Copy the records below exactly as they are written.

[Location annotation dataset excerpts]
· · · · · · ·

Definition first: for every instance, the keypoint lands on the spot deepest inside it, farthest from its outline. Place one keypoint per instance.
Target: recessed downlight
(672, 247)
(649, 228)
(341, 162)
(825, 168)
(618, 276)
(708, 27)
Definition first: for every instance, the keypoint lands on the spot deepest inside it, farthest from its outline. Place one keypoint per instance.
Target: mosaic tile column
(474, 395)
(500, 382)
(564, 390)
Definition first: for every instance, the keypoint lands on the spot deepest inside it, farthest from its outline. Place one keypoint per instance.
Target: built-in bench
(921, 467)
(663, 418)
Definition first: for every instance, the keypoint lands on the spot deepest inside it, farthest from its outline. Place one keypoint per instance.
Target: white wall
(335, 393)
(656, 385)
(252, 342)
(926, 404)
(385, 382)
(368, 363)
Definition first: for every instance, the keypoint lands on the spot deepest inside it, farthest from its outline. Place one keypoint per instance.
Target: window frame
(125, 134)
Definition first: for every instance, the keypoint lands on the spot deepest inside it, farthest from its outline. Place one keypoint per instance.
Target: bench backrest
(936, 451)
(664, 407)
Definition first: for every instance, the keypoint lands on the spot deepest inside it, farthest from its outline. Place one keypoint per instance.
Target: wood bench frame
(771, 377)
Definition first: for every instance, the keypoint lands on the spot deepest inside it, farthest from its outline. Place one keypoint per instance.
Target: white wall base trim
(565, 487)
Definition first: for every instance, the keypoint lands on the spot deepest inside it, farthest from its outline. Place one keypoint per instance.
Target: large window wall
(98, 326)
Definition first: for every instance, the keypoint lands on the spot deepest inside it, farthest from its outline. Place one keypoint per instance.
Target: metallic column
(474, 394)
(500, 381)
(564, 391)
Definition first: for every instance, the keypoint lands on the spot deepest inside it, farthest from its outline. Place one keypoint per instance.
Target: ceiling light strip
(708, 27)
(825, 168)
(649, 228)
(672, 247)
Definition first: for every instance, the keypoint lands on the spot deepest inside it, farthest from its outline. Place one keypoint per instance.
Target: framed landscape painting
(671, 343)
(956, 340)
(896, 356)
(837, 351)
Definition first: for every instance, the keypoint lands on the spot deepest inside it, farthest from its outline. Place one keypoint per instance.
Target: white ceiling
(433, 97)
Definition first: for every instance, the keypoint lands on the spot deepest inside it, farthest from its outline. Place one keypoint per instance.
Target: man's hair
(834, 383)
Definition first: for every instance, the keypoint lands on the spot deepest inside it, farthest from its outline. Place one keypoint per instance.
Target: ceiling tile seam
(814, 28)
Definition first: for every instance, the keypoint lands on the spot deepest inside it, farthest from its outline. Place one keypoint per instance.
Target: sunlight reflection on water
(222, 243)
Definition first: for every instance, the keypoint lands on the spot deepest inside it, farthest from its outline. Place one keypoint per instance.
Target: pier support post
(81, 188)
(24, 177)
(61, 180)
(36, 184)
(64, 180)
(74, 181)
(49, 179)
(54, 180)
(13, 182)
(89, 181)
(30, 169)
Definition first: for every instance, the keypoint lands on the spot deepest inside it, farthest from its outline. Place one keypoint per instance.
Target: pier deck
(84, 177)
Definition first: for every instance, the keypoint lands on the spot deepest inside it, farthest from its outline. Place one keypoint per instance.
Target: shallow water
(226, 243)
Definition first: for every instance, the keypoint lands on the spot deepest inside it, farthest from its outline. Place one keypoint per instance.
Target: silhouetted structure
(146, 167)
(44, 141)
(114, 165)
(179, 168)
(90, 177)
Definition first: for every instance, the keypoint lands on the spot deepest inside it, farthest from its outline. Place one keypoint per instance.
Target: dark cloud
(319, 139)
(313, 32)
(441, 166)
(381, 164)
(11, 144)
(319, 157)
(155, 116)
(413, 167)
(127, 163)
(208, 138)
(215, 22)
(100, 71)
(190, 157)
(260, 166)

· · · · · · ·

■ REPLY ■
Definition first: for every instance, the keypoint lands on the spot deepest inside it, farthest from its outline. Place one keypoint per instance.
Target: recessed downlight
(672, 247)
(649, 228)
(341, 162)
(825, 168)
(618, 276)
(708, 27)
Definition first: for every instance, the keypoint lands on the spot deepest inside it, farthest from its outline. Place one keypoint per instance.
Target: mosaic tile column
(474, 395)
(500, 382)
(564, 390)
Definition first: for every instance, the keypoint lands on the spot deepest inside it, farthest from its outline. Place one keypoint per instance.
Target: built-in bench
(921, 467)
(663, 418)
Definition first: for every instance, the keypoint lands on the spot deepest inside it, farthest from its outline. Place one keypoint per instance.
Target: white wall
(335, 393)
(656, 385)
(252, 342)
(926, 404)
(385, 382)
(368, 363)
Definition first: for every instance, the keypoint lands on the spot deepest inside it, farthest from its outline. Place one keypoint per instance.
Target: window frame
(125, 134)
Definition first: for every instance, the keypoint lands on the spot deepest inside it, farthest from its outline. Place one keypoint per instance.
Target: bench backrest
(936, 451)
(664, 407)
Definition first: for every instance, the keypoint lands on the spot deepest inside it, farthest from its outline. Place one keypoint per instance.
Target: wood bench frame
(771, 377)
Definition first: for every instance, the keypoint lands on the spot deepest inside it, farthest from its outline. Place one keypoint per instance.
Target: white wall base trim
(565, 487)
Definition first: for every instance, the keypoint lands on the spot deepest inside it, farthest from its outline. Place one keypoint per instance.
Target: large window wall
(98, 326)
Definition first: for every instance, the keypoint lands on the spot deepest inside it, farthest from its outline. Place one keypoint per instance.
Target: metallic column
(474, 394)
(500, 381)
(564, 391)
Definition first: for every instance, the keypoint lands on the spot deepest inside it, farthest from its outline. Place one keypoint per instance.
Target: ceiling light strip
(708, 27)
(825, 168)
(649, 228)
(672, 247)
Definition first: for every instance, the keypoint lands on the spot deepest inside it, farthest from its outline. Place one keypoint per instance.
Target: framed landscape painting
(671, 343)
(956, 340)
(896, 356)
(837, 351)
Definition first: for every instance, the keypoint lands on the spot deepest inside it, farthest from its outline. Place one keypoint per instance.
Target: white ceiling
(433, 97)
Definition first: for every instance, the keypoint lands on the spot deepest inside it, farthest from its outline. Place one keypoint per instance.
Target: man's hair
(834, 383)
Definition first: for every instance, the keypoint lands on the spot deepest inside it, farthest from its outline. Place one keypoint per instance.
Target: ceiling tile seam
(814, 28)
Definition first: for every instance, the keypoint lands on the spot deepest inside it, farthest from its outline. Place one keypoint per instance.
Target: sunlight reflection on water
(222, 243)
Definition first: for every instance, the keypoint lands on the spot deepest inside it, farthest from its outline. Place one keypoint per instance.
Target: pier support post
(81, 188)
(24, 177)
(61, 180)
(36, 184)
(64, 180)
(74, 181)
(49, 179)
(54, 180)
(13, 182)
(89, 181)
(30, 169)
Definition first: for every instance, the keypoint lands on the spot deepest inside it, farthest from its outline. Place one keypoint per instance.
Target: pier deck
(84, 177)
Definition first: for every instance, the keypoint lands on the spot deepest inside it, farthest from its outline. Place one keypoint per instance.
Target: shallow water
(226, 243)
Definition first: for every instance, the keypoint lands on the spot deepest inside it, farthest from its outline. Place one keypoint per instance.
Target: silhouetted structure
(146, 167)
(44, 141)
(114, 165)
(179, 168)
(90, 177)
Definition first: for every instance, the keypoint lands on the spot deepest inside it, farthest from its outline. Place one keypoint per instance.
Target: dark cloud
(319, 139)
(313, 32)
(441, 166)
(381, 164)
(11, 144)
(319, 157)
(155, 116)
(413, 167)
(127, 163)
(208, 138)
(215, 22)
(100, 71)
(190, 157)
(260, 166)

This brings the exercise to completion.